── Records to process

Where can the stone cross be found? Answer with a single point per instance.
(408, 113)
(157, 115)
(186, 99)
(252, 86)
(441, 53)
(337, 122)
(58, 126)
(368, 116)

────

- **What you should do**: Copy the lines above word for word, without changing anything.

- **The completed task**:
Where can the stone cross be found? Answer with a single point per instance.
(408, 113)
(157, 115)
(186, 99)
(252, 86)
(441, 53)
(337, 122)
(58, 126)
(368, 116)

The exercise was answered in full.